## MATERIAL FOR THIS EXERCISE
** Start **
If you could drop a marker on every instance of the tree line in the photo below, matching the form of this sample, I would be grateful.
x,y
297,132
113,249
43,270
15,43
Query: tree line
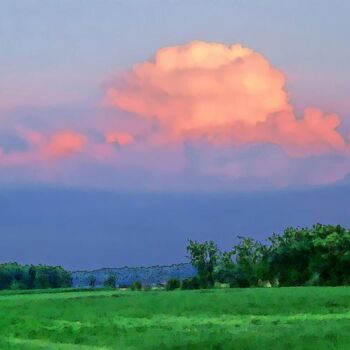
x,y
16,276
319,255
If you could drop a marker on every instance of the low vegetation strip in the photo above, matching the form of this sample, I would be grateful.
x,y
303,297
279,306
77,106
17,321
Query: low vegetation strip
x,y
254,318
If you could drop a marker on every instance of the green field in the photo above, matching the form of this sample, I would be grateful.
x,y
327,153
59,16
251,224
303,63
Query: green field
x,y
281,318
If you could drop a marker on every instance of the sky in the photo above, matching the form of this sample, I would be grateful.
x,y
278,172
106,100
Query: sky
x,y
171,98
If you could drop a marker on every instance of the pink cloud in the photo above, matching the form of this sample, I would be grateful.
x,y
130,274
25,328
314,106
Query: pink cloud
x,y
227,94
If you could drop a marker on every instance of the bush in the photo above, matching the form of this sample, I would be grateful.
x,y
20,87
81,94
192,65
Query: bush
x,y
190,283
110,282
172,284
136,285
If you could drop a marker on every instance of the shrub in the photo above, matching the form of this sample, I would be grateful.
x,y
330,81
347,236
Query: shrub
x,y
110,282
136,285
172,284
190,283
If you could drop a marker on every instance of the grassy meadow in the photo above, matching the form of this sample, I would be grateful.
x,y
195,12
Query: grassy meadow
x,y
266,318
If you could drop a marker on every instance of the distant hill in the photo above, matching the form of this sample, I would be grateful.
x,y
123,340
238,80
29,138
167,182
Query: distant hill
x,y
151,275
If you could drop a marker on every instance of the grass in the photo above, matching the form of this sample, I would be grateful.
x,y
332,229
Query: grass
x,y
281,318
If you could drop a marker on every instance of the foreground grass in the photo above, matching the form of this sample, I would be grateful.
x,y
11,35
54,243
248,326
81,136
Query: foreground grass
x,y
281,318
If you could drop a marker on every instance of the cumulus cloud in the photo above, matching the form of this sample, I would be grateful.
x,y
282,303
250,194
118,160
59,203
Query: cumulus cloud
x,y
121,138
42,148
226,94
200,116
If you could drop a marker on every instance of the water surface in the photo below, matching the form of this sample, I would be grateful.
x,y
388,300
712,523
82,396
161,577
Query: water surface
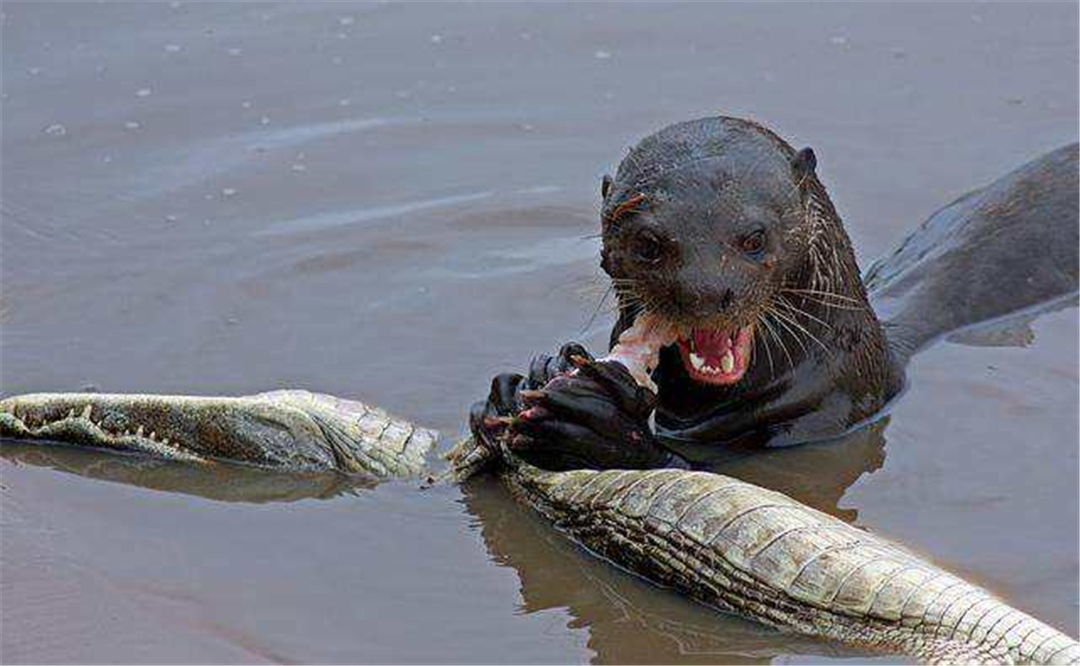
** End **
## EXERCISE DETAILS
Extract every line of the records above verbatim, leaving out the pictures.

## EXERCISE ANSWER
If you could drop a marker on every instance of the tree line in the photo below, matching the form of this sample, I would be grateful.
x,y
297,132
113,249
43,270
15,43
Query: tree line
x,y
16,276
319,255
If you could drop a marker on every instance of the low vegetation strip in the photo above, matching the form of this sample, I would be grateful.
x,y
303,297
279,306
77,106
17,321
Query: low vegetation strip
x,y
254,318
If you could drop a marker on every instance of the green field in the photo above, matching the form of this sample, I would be grateful.
x,y
327,153
59,16
251,224
303,63
Query: green field
x,y
281,318
If you could drop a marker on every instance of the sky in the photo above, matching the form of this sample, I would be grateful.
x,y
278,172
106,100
Query: sky
x,y
171,98
If you could drop a marker on every instance of the pink cloud in the photo above, matching the form of this sample, I would be grateful.
x,y
130,274
25,328
314,106
Query: pink cloud
x,y
227,94
If you could drop a marker on every instance of the bush in the photo above, matching the form of this sample, I would be grateful.
x,y
20,87
81,94
192,65
Query: bush
x,y
190,283
110,282
172,284
136,285
If you could drop a marker on every instance of the shrub in the photo above, matching the form of this sample, I would be grateful.
x,y
330,81
347,236
Query: shrub
x,y
110,282
136,285
172,284
190,283
If you could drop a marker on every instance of the grassy meadow in the photo above, matching the form of this sample, I would be grateful.
x,y
195,12
Query: grassy meadow
x,y
266,318
If you could drop a marker on every instance of the distant hill in the photo above, matching the form of this sample, I would be grateful.
x,y
123,340
238,80
29,138
167,182
Query: distant hill
x,y
151,275
If you could drop a marker on every instance of the grass in the photo above, matching the form of this sample, I would be grateful.
x,y
332,229
Query: grass
x,y
281,318
If you could drop a marker on every instance of the foreground grass in the photo above, matching the form of this sample, I would be grateful.
x,y
11,35
54,243
248,326
81,136
Query: foreground grass
x,y
281,318
If you could drop a marker on every instance of the cumulus cloud in the photo above, matching the form of this sample, I would be grateful.
x,y
282,303
250,194
118,160
59,203
Query: cumulus cloud
x,y
121,138
42,148
226,94
200,116
If you could drop a marker on every instance of the water surface in the photo below, matching the form of this sample, I would be grateful.
x,y
388,300
712,523
82,396
161,577
Query: water surface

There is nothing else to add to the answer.